Selected text -
▬▬▬▬▬▬▬▬▬▬

Christological Confusion & China's Reforming Churches (part 6)
October 22, 2015
This is the sixth post in a twelve-part series on the current Christological confusion taking root in China's emerging Reformed community (see part 1, 2, 3, 4 and 5).
Second Statement: Platonic Dualism
As noted at the end of the previous post (see part 5), his discussion of the incarnation under the distinction between human nature and humanness vaguely sounds like Origen (or Isaac Watts). Origin believed in the pre-existence of human souls and taught a two-stage incarnation of the Son, the first consisting of his union with the un-fallen human soul of Jesus from the beginning of creation and the second a union with a human body in Mary's womb. The prior union of the Son with a human soul is why, he reasons, "throughout the whole of Scripture, not only is the divine nature spoken of in human words, but the human nature is adorned by appellations of divine dignity."[1]
Our speaker makes similar claims, drawing the same conclusion about the biblical witness to humanity's "dignity and glory" prior to the incarnation.[2] Though he does not endorse the pre-existence of the human soul, his notion of humanness as the original, pre-existing form of the humanity later embodied in Jesus of Nazareth and prototype of all created humans comes close. Traditionally, the human soul (anima) is conceived as the form of the human body (forma corporis). Most Reformed theologians adopted a broadly Aristotelian interpretation of this, in which the form (soul, in this case) only properly exists in the particular thing formed (the embodied human).[3] Like Origen, however, our speaker embraces a version of Platonic dualism in which forms really exist independent of the thing formed:
Humanness is the essence within human beings, the essence by virtue of which human beings are human. This human essence has existed from all eternity, and is something within God's being that he intended to use as the gene for his creation of humankind. It is the image of God; it is the ontological being of Christ [4]
In other words, the original, pre-existing form of humanity (humanness) is not just an idea in God's mind but an actually existing thing, which he, unlike Origen, declares eternal and locates within God's being.
The implication of this for understanding the unique moment of the incarnation in Mary's womb is taken up in the next post.
Notes:
[1] Origen, De Principiis, 2.6.3-5. See also Isaac Watts, "The Glory of Christ as God-man" in The Works of the Rev. Isaac Watts, vol. 6 (Leeds: Edward Baines, 1813), pp. 484-670, and the discussion of this work in Charles Hodge, Systematic Theology, vol. 2 (Grand Rapids: Eerdmans, 1968), pp. 423-28.
[2] First Recording
[3] Ordinarily, form and matter are considered inseparable in this tradition. The separation of soul from body in death is a temporary, abnormal state.

▬▬▬▬▬▬▬▬▬▬

Input data -
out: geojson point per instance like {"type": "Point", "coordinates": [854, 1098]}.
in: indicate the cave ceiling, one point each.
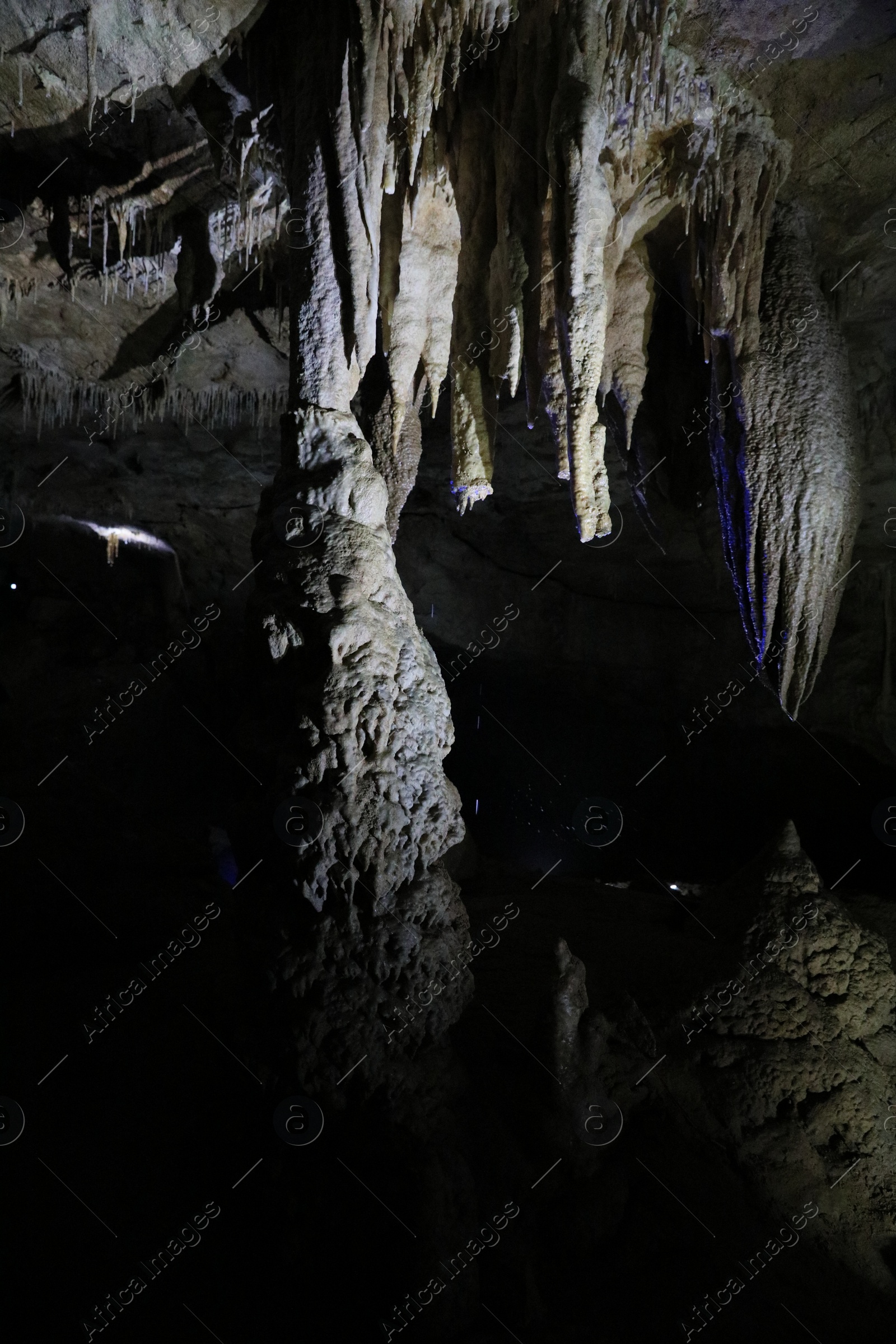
{"type": "Point", "coordinates": [479, 385]}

▬▬▬▬▬▬▬▬▬▬

Description of the task -
Copy the post on Christological confusion starting with "The implication of" and going on through "1968), pp. 423-28.", but substitute "following post" for "next post". The listing after the post is separate material and has nothing to do with it.

Problem solution -
The implication of this for understanding the unique moment of the incarnation in Mary's womb is taken up in the following post.
Notes:
[1] Origen, De Principiis, 2.6.3-5. See also Isaac Watts, "The Glory of Christ as God-man" in The Works of the Rev. Isaac Watts, vol. 6 (Leeds: Edward Baines, 1813), pp. 484-670, and the discussion of this work in Charles Hodge, Systematic Theology, vol. 2 (Grand Rapids: Eerdmans, 1968), pp. 423-28.